# Material to process:
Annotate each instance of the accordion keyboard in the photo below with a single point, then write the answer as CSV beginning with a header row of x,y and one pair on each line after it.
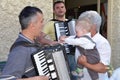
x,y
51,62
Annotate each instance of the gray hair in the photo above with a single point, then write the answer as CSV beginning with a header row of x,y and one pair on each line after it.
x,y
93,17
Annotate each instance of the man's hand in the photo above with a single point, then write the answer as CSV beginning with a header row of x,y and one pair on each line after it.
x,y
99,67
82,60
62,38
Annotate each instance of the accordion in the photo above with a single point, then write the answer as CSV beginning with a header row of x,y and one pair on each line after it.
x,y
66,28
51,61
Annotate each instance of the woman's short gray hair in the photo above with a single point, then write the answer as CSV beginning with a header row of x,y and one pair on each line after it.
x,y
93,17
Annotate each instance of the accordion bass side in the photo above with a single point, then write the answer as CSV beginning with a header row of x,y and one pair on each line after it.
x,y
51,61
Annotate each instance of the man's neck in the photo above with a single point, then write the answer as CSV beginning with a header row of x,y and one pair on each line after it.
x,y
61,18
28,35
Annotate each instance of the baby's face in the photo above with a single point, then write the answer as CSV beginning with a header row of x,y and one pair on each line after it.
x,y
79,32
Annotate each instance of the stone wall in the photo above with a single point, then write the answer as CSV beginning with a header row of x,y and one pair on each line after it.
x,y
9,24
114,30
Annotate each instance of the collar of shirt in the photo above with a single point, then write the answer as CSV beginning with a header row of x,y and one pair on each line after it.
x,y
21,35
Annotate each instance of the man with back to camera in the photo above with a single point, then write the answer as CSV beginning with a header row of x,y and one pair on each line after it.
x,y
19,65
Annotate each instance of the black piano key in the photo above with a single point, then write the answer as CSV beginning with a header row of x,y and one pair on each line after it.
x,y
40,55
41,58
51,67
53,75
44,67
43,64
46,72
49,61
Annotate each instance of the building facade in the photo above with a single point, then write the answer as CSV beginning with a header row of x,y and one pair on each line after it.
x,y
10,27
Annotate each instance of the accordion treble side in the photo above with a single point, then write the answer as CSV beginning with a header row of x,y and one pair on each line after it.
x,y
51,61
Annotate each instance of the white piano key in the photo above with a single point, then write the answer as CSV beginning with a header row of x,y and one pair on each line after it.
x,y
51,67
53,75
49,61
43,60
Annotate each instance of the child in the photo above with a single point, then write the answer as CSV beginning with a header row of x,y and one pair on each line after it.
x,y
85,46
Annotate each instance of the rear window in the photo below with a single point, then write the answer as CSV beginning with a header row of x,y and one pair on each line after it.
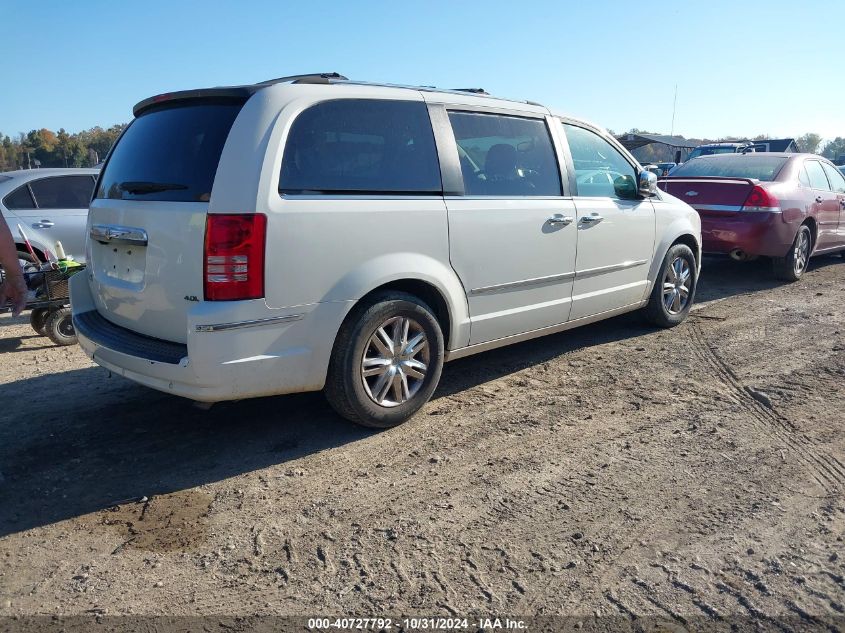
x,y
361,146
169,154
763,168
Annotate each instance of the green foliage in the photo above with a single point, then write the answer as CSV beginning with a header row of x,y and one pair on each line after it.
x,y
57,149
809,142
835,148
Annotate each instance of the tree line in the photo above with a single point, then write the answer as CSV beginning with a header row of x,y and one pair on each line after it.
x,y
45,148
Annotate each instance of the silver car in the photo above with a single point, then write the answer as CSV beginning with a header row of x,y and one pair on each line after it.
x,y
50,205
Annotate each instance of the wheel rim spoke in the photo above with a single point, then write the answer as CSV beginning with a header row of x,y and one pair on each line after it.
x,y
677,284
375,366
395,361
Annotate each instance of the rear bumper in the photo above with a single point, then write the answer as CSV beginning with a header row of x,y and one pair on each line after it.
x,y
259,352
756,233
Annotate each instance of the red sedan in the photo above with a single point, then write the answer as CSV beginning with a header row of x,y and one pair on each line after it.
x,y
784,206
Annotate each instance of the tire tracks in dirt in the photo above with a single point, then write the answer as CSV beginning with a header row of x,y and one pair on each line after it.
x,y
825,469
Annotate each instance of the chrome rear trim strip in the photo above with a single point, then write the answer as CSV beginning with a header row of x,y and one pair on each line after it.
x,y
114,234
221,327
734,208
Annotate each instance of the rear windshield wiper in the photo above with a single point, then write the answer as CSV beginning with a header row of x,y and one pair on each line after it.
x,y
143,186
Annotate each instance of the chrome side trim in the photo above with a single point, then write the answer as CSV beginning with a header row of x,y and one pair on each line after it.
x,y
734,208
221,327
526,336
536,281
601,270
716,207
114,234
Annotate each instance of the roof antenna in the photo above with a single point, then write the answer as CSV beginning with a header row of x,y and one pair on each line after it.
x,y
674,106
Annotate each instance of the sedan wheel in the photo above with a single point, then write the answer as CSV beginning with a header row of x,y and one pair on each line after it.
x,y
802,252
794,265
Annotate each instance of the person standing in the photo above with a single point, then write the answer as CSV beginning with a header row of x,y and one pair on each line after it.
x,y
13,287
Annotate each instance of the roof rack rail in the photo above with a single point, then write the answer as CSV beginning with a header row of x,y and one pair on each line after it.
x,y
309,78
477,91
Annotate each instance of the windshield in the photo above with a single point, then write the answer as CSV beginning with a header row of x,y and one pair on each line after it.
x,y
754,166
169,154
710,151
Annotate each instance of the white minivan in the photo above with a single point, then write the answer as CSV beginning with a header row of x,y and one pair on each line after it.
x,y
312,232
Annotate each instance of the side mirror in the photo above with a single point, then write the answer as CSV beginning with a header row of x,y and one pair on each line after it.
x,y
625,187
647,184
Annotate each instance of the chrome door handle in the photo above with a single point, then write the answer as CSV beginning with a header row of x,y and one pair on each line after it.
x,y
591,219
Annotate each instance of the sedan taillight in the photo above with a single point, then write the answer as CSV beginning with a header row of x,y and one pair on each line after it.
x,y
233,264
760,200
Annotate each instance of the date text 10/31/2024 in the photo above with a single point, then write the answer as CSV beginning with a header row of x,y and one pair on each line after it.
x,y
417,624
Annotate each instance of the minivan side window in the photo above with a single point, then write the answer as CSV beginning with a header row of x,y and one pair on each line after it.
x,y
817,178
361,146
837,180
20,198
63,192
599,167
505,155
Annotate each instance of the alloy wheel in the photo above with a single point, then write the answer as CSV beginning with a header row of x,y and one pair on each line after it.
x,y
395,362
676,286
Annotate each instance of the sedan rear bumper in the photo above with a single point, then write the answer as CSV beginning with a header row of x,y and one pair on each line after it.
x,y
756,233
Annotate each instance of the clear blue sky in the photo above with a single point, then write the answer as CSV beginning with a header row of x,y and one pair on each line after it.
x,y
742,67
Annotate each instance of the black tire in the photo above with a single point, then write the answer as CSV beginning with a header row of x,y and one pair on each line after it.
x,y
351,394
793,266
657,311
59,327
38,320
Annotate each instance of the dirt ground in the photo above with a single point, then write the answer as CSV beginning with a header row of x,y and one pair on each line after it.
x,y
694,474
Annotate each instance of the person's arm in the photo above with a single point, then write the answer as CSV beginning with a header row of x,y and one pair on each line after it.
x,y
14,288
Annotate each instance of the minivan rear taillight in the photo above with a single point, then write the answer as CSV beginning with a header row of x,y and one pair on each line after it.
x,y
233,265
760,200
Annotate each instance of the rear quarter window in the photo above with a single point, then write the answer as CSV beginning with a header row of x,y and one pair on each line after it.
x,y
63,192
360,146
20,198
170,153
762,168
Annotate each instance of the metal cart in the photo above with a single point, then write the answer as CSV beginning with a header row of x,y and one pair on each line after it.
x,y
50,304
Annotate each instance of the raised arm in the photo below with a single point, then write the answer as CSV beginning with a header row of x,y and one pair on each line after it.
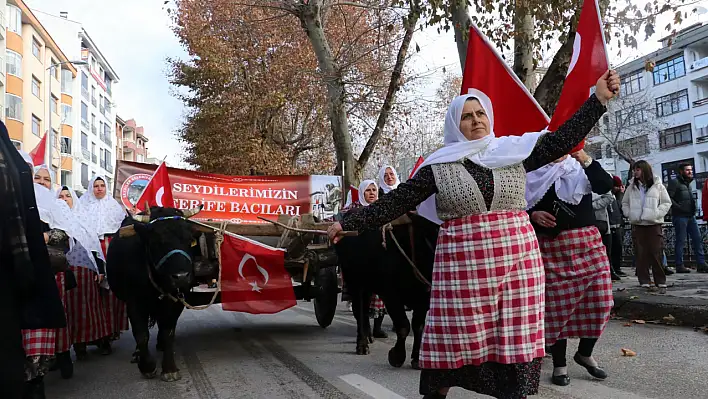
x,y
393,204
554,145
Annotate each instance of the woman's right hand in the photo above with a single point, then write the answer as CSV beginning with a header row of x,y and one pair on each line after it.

# Short exercise:
Recast the lines as a numbered list, from the line containing "Annotate each instance of the black tire" through the final line, both included. Skip blank lines and leave the pictures out.

# Final result:
1. Annotate each instance of the black tire in the photo above with a single point, then write the answer as CSV beginning with a header row of x,y and one pair on each line after it.
2. x,y
3. 351,394
4. 793,266
5. 657,311
6. 59,327
7. 38,320
8. Annotate each instance of the dirt ground in the photo above with a single point, then write the answer as CSV beginning with a header row of x,y and one pair on each line after it.
9. x,y
10. 694,474
11. Annotate each instance of the person's arm in the photo above with a single point, then write the answer as CSV beginning with a header row of x,y and one pair on each line after it.
12. x,y
13. 14,288
14. Annotate each instance of the minivan rear taillight in the photo above with a single point, then write the answer as CSV beginning with a header row of x,y and one pair on each line after it.
15. x,y
16. 233,265
17. 760,200
18. Annotate each instance of the rear quarter window in the photo above with a single point, then write the answer as CSV beginning with a header row of x,y and one pair on each line after it.
19. x,y
20. 63,192
21. 360,146
22. 20,198
23. 170,153
24. 762,168
25. Annotate each instance of the metal cart in the photo above with a single point, then write the answer as CSV beginning with a header row of x,y and one pair on each line after it.
26. x,y
27. 50,304
28. Annotate each instance of the raised arm in the photo below with a single point, then write the answer as CSV beginning with a header row of x,y and one pair on each line after it.
29. x,y
30. 393,204
31. 554,145
32. Annotate each instance of the woman's right hand in the photo above with a single point, then write the answer as CSV beginning with a header row of x,y and one pair on each line after it.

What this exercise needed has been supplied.